- [Your goal] Print the material below without any changes, from its first line up to and including the line that contains "[0,0,424,94]". Stop after that line.

- [Rows]
------------------------------------------------------------------------

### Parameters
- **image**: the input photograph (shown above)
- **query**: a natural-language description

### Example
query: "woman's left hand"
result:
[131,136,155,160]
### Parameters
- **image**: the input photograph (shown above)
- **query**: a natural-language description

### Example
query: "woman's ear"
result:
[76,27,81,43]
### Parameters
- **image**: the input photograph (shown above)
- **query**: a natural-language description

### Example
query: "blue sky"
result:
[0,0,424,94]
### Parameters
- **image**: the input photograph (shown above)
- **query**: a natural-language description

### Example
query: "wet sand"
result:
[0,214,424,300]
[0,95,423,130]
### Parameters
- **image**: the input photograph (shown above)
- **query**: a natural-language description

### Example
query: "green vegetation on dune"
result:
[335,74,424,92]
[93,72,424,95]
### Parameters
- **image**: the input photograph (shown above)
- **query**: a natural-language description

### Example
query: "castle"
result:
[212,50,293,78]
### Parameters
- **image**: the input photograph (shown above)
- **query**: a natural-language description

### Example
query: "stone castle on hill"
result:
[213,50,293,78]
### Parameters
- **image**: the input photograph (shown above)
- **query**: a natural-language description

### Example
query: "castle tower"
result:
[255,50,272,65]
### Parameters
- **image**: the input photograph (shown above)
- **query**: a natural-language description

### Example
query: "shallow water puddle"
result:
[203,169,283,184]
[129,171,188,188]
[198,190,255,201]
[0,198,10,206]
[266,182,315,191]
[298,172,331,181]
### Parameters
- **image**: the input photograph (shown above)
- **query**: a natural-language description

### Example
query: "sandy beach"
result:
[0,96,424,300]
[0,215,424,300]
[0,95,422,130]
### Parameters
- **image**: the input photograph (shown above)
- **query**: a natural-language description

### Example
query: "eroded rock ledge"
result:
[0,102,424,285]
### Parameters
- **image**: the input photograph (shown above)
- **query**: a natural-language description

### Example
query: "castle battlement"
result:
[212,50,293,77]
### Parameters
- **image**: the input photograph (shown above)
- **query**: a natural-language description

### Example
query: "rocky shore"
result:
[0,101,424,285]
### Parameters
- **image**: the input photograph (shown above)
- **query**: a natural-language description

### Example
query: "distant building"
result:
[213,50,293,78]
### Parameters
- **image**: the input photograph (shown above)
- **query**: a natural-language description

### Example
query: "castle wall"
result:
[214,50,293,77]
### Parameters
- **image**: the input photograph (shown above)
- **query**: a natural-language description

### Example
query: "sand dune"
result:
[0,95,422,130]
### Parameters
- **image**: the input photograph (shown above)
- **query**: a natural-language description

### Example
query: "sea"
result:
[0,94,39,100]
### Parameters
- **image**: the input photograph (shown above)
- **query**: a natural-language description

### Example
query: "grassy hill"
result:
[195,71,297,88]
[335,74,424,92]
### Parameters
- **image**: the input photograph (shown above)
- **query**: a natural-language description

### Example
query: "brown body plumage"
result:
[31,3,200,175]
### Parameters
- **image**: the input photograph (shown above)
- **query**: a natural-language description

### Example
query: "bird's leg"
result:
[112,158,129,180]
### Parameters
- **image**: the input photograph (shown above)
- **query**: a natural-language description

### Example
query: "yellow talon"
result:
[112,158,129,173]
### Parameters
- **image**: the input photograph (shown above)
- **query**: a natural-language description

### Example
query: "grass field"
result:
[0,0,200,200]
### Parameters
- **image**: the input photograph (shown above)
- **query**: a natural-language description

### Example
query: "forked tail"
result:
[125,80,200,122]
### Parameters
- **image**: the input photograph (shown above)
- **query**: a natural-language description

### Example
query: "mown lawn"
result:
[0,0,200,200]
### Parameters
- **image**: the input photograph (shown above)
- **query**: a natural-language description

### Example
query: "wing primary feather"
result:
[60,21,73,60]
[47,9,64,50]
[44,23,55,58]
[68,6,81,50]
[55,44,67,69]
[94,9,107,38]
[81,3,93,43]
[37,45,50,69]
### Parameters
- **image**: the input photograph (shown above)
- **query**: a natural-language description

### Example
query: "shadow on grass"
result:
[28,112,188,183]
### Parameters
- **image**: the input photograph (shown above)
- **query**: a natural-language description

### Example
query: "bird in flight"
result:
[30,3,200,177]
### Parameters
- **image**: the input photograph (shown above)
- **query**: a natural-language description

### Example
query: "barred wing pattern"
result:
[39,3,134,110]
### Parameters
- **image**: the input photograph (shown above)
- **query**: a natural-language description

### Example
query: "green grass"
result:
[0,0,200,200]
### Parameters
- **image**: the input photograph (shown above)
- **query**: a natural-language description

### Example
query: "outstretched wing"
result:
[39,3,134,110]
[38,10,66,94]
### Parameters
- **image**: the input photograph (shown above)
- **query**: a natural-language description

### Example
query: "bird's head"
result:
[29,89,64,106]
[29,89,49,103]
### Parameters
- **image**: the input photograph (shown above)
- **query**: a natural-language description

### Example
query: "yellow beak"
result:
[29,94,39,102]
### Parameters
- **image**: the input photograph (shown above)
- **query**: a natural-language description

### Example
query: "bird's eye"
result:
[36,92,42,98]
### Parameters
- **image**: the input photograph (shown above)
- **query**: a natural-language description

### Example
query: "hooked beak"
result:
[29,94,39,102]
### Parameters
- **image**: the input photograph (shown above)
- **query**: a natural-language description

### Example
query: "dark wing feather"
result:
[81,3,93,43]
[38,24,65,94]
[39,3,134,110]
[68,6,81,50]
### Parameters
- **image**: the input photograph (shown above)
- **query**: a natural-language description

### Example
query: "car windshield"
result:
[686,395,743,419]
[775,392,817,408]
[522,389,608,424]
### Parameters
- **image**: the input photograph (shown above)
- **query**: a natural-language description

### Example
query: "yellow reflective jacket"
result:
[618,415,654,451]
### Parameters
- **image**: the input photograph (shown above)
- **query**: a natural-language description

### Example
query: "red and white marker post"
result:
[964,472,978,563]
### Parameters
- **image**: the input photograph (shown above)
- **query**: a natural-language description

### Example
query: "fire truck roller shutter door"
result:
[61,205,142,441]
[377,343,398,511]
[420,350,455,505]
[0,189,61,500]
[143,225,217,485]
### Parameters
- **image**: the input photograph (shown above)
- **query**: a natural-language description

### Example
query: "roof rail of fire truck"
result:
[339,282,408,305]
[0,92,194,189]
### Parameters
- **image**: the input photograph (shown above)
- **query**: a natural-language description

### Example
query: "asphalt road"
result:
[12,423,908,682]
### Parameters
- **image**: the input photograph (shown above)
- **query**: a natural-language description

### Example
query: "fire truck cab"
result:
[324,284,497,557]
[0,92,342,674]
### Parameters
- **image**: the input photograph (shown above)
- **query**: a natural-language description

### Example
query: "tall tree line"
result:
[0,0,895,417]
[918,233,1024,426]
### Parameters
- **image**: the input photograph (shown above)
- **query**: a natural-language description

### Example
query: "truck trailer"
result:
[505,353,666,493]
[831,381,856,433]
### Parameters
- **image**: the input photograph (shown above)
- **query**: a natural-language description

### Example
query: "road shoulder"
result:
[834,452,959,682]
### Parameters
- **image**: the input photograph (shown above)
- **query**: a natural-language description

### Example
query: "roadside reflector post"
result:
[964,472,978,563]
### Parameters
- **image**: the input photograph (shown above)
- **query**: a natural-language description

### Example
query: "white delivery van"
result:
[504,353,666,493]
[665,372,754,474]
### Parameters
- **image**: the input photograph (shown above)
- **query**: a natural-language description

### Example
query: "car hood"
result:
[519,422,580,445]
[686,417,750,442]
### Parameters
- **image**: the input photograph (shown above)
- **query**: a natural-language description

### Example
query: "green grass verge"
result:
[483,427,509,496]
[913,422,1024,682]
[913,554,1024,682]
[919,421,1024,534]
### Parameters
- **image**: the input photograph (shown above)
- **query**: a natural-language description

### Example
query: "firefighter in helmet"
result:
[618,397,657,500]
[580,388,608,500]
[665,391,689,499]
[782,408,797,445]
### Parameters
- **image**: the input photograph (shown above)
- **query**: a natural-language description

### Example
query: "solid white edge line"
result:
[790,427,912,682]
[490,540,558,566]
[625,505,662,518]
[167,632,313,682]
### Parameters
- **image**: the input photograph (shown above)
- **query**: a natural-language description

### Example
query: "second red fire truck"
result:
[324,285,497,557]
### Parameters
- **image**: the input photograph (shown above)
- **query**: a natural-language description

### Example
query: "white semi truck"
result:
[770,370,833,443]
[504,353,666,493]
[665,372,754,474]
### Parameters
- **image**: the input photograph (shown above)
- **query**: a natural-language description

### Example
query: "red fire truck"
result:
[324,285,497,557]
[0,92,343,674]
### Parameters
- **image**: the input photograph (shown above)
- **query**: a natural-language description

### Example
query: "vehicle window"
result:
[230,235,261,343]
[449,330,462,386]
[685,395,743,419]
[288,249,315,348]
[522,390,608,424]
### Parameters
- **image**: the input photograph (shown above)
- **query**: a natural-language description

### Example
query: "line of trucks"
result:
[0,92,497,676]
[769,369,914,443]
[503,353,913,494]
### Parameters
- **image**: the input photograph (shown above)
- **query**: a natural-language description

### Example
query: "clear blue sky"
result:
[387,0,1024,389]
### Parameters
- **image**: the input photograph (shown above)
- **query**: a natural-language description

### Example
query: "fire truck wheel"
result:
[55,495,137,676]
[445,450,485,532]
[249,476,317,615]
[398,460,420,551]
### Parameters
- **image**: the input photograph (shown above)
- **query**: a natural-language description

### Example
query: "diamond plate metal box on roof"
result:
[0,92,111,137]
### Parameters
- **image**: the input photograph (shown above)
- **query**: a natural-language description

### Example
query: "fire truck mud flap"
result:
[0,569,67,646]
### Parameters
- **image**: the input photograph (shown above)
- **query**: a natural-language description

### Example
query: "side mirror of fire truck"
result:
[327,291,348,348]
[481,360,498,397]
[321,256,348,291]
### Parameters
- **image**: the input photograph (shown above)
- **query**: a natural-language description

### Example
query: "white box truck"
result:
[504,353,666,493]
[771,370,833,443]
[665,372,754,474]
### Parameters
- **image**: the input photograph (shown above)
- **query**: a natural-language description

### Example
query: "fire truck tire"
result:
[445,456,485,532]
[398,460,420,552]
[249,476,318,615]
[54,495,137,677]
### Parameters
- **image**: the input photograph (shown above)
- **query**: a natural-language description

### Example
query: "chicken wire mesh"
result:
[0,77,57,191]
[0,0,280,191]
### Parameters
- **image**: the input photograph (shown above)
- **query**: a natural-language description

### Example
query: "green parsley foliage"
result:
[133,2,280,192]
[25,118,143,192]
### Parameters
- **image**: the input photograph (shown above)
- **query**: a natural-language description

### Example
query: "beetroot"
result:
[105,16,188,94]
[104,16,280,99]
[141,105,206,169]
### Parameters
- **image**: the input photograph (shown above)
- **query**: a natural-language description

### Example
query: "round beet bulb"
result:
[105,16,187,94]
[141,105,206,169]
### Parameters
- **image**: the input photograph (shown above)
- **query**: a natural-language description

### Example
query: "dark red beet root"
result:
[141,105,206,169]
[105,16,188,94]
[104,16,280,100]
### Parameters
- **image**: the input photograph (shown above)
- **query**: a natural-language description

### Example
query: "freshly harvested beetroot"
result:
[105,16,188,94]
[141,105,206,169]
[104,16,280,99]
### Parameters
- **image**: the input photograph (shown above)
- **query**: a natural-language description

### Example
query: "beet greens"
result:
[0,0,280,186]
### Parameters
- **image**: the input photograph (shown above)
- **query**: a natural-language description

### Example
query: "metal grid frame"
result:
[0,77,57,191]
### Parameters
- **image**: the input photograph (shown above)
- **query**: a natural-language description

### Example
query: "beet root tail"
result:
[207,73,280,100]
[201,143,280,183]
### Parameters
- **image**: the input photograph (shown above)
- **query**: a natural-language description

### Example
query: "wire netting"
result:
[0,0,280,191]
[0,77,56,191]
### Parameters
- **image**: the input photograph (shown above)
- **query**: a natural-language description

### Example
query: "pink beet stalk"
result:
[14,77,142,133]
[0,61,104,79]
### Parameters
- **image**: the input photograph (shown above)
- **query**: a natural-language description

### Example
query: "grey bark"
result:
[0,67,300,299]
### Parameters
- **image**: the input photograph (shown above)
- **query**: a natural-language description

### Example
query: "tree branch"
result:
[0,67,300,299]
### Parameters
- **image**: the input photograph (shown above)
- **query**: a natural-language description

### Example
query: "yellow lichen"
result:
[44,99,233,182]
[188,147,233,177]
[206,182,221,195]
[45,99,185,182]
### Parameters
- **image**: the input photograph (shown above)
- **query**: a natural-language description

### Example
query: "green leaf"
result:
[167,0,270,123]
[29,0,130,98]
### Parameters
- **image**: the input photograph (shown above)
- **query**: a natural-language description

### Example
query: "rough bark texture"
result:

------------------------------------------------------------------------

- [Response to this exercise]
### Parameters
- **image**: the input photograph (shown above)
- **query**: a natural-language description

### Example
query: "woman's left hand"
result:
[131,136,155,160]
### Parameters
- **image**: the input photograph (shown above)
- **query**: a natural-language description

### Example
query: "woman's ear"
result:
[76,27,81,43]
### Parameters
- **image**: the input photograph (shown above)
- **query**: a natural-language description

### Example
query: "blue sky"
result:
[0,0,424,94]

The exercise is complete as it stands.